Point-based annotation data

** BEGIN **

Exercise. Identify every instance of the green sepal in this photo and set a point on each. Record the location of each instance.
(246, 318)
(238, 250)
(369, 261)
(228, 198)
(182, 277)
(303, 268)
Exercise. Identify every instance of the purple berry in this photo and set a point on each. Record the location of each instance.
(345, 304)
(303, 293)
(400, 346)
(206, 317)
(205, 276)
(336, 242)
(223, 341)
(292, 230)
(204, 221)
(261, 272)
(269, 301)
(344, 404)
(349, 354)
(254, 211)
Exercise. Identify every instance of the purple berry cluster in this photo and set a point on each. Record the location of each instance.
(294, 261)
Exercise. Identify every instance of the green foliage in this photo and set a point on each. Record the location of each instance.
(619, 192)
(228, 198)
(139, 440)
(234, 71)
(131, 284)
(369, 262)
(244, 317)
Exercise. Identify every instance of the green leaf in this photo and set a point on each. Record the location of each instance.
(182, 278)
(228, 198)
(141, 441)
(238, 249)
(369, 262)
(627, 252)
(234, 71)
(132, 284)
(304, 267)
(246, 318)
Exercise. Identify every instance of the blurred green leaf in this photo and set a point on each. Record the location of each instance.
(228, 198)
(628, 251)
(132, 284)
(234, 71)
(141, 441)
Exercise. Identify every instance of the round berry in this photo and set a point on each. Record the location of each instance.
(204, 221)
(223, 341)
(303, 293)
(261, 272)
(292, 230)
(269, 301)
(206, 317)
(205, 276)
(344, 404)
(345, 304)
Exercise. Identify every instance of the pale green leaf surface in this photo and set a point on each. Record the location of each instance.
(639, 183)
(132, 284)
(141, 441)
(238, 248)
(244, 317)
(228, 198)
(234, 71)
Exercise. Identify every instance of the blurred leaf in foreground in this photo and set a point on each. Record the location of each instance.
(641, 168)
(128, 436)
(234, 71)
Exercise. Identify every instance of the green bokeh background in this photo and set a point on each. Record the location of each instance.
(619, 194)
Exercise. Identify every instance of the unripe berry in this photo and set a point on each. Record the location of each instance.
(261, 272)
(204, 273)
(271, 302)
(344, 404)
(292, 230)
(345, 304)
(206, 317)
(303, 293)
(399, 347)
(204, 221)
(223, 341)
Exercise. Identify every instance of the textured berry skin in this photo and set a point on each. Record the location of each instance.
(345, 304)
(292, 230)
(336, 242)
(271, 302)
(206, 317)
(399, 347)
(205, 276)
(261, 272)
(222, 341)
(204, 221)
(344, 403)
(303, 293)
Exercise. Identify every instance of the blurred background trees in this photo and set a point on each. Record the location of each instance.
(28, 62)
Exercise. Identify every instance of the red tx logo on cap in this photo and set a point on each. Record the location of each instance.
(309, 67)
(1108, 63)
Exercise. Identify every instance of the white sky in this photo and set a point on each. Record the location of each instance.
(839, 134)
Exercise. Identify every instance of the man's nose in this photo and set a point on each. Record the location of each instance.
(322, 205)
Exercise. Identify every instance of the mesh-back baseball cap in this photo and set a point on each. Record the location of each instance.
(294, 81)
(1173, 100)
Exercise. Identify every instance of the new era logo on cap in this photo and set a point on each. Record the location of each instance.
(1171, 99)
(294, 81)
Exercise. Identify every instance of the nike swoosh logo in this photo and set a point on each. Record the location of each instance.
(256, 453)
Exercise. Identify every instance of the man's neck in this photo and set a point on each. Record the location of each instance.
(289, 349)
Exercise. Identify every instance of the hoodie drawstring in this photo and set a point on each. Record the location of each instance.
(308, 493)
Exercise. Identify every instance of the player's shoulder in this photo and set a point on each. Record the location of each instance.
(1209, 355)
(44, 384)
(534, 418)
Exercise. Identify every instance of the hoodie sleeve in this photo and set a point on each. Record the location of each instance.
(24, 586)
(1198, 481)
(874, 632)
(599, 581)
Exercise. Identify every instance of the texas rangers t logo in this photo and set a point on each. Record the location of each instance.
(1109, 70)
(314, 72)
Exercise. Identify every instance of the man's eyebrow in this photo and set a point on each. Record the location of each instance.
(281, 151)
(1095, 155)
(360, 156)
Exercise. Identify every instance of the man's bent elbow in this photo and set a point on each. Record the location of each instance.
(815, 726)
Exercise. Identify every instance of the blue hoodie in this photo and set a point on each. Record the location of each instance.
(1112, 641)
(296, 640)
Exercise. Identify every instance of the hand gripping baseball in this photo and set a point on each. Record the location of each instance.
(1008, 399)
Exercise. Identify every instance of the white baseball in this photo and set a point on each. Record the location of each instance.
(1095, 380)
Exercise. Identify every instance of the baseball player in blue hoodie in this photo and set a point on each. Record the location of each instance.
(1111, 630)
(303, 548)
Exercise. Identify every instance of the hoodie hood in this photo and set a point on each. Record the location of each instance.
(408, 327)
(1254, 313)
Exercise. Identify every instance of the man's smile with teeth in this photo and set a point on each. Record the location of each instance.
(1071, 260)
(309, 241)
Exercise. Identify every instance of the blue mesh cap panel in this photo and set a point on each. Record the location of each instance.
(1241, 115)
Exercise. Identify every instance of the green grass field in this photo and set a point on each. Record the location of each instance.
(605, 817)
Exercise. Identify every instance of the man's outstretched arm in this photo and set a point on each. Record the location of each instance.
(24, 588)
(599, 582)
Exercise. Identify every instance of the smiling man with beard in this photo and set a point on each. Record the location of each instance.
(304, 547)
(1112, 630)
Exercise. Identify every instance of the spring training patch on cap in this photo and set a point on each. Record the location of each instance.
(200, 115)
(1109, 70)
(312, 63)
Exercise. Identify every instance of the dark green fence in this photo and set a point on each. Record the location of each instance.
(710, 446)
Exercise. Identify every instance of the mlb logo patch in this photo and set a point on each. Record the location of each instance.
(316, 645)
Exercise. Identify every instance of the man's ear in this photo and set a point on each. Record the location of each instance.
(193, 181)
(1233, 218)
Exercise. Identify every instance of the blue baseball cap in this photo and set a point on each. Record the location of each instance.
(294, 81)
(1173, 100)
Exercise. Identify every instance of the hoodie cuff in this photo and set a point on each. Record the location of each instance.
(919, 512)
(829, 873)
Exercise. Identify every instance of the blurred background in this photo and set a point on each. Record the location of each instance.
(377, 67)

** END **

To be done: Rewrite all of the records above as a two-column CSV with the header row instruction,points, giving one row per record. Put the record's text under instruction and its answer under points, each in one double-quoted field with line breaks replaced by spaces.

Exercise result:
instruction,points
"Exercise. Identify every instance of the green sepal in this photo and set a point on each. Record the location of each instance.","(246, 318) (238, 250) (369, 261) (228, 198) (182, 277) (303, 268)"
"Exercise. Identify every instance of the purple berry in this photo and set a point on each. Record the location of each instance.","(345, 304) (303, 293) (400, 346) (206, 317) (205, 276) (336, 242) (223, 341) (292, 230) (204, 221) (261, 272) (269, 301) (344, 404) (349, 354) (254, 211)"
"Exercise. Identify every instance of the purple berry cluster in this photo and set a point on each. Record the location of each instance.","(294, 261)"
"Exercise. Identify every instance of the green foliage in this photo and set a point on each. Record the location of each instance.","(619, 192) (228, 198) (139, 440) (234, 71) (131, 284) (369, 262) (244, 317)"
"Exercise. Identify every instance of the green leaf in this photo and set a point on each. Record the location of each instance.","(182, 278) (228, 198) (141, 441) (238, 249) (369, 262) (627, 252) (234, 71) (132, 284) (304, 267) (246, 318)"
"Exercise. Identify every instance of the blurred green leaf in this photo and set a point on each. Record the location of each instance.","(228, 198) (628, 251) (132, 284) (234, 71) (141, 441)"
"Exercise. Identify every instance of the round berry in this photo and set a point on each. Record the location of each instance.","(204, 221) (223, 341) (303, 293) (261, 272) (292, 230) (269, 301) (206, 317) (205, 276) (344, 404) (345, 304)"
"Exercise. Identify every instance of the pale green leaf surface in this photo and set a point on each. Record the location of each instance.","(639, 183) (132, 284) (141, 441) (238, 248) (244, 317) (228, 198) (234, 71)"
"Exercise. Identify every instance of the blurred leaf in foreground in this photo and set a point on each. Record the location of each instance.","(641, 168) (128, 436) (234, 71)"
"Exercise. Identify every instance of the green bokeh background in this photo and set a point on each. Record the location of each instance.","(619, 194)"
"Exercise. Identify every instance of the unripe berry in this photo and set a point on each. Record the location of each instance.","(261, 272) (204, 273) (271, 302) (344, 404) (292, 230) (345, 304) (206, 317) (303, 293) (399, 347) (204, 221) (223, 341)"
"Exercise. Identify every instance of the textured berry skin in this photo and set a point on each. Record the location of each instance.","(345, 304) (292, 230) (336, 242) (271, 302) (206, 317) (399, 347) (205, 276) (261, 272) (222, 341) (204, 221) (344, 403) (303, 293)"
"Exercise. Identify every instance of the blurred background trees in this photo and set a point on each. Record the location of each instance.","(28, 62)"
"Exercise. Identify every instance of the red tx logo on cap in this photo and set a point on each. Record the location of each instance.","(309, 67) (1108, 63)"
"Exercise. Identify every instance of the white sky in this photo and set a point on each. Record the location of each instance.","(839, 134)"
"Exercise. Identify every instance of the man's nose in this photo and set a point on each. Record the location of each instance.","(322, 205)"
"Exercise. Identify every instance of the mesh-back baseball cap in this photo and set a point on each. Record the location of each instance.","(294, 81) (1173, 100)"
"Exercise. Identify every instance of the new era logo on cap in this photo and set a point on each. Record the location of each instance.","(1171, 99) (294, 81)"
"Exercise. Identify every instance of the nike swoosh logo in this photo and set a point on each. Record the location of each instance.","(256, 453)"
"Exercise. Identify every instance of the man's neck in this photo and set a point on each. Record the location of each instance.","(289, 349)"
"Exercise. Identify every instance of the hoodie drawstring in this photo and set a point on each. Record the location of each instance.","(308, 493)"
"Exercise. Identify every instance of the player's shoulder in this photo and set a point on each. Record the location of each instance.","(1209, 355) (44, 384) (534, 418)"
"Exercise. Identify every instance of the hoodie sleeve in this photo and set a point on each. Record the location of each instance.","(24, 586) (1198, 481) (874, 632) (599, 581)"
"Exercise. Identify every instance of the texas rangers t logo in this photo and set a point on each. Record the location of each instance.","(1109, 70) (314, 72)"
"Exercise. Identify every instance of the man's eyebrow in this photo and set a point on each. Record the location of each instance.","(281, 151) (1095, 155) (360, 156)"
"Exercise. Identify every instance of the man's bent elbow in this photo and set a point on each. Record the location of each instance.","(815, 726)"
"Exercise. Identify every instance of the blue hoodie in this photo and set a point on each. Record the location of each instance.","(1112, 641) (296, 640)"
"Exercise. Identify every instance of the hand gripping baseball in this photo and set a point on each. Record the location of each instance.","(1008, 399)"
"Exercise. Identify every instance of the white baseball in this photo and set a point on each. Record the location of each instance.","(1095, 380)"
"Exercise. Identify every instance of the baseball player in blue hoodie in this photo and set a point on each. Record the location of each instance.","(1111, 630) (303, 548)"
"Exercise. Identify every instance of the hoodie hood in this photo and set a point on each. Record the location of each instance.","(408, 327) (1254, 313)"
"Exercise. Identify every instance of the man's smile with teeth in this photo and set a point on each. Record the location of each instance.","(1071, 260) (309, 241)"
"Exercise. Identify every instance of the blue mesh cap panel in this photo and set a point on each. Record the location of each instance.","(1241, 115)"
"Exercise. Identify every instance of the green grass field in this photo and set a point on each. Record the location of each instance.","(605, 817)"
"Exercise. Identify every instance of the man's outstretched arm in this photo and set a point on each. Record the location of each instance.","(24, 588) (599, 582)"
"Exercise. Identify every instance of the smiling man with beard in this photo and set a point on each. Record the location of each instance.","(304, 547) (1112, 630)"
"Exercise. Identify every instance of the spring training patch on cap in this photo and set a point on each. Record the location of each instance.","(200, 115) (1109, 70) (312, 63)"
"Exercise. Identify every instance of the dark green fence in this photo and set a point on each. Record the location of each instance.","(710, 446)"
"Exercise. Identify every instance of the mlb logo patch in this photo and set a point on each. Record the location of each instance.","(316, 645)"
"Exercise. Identify every instance of the man's ear in this photo and set a point on each. Record the location of each instance.","(193, 181) (1233, 218)"
"Exercise. Identify every instance of the blue baseball cap in this photo and set a point on each. Record the location of each instance.","(294, 81) (1173, 100)"
"Exercise. Identify every instance of the hoodie cuff in this photo and set a point on each. Record the location of each instance.","(919, 512) (829, 873)"
"Exercise. Identify every instance of the blurred background in this photo and set a point on each. Record the location of each instance.","(377, 67)"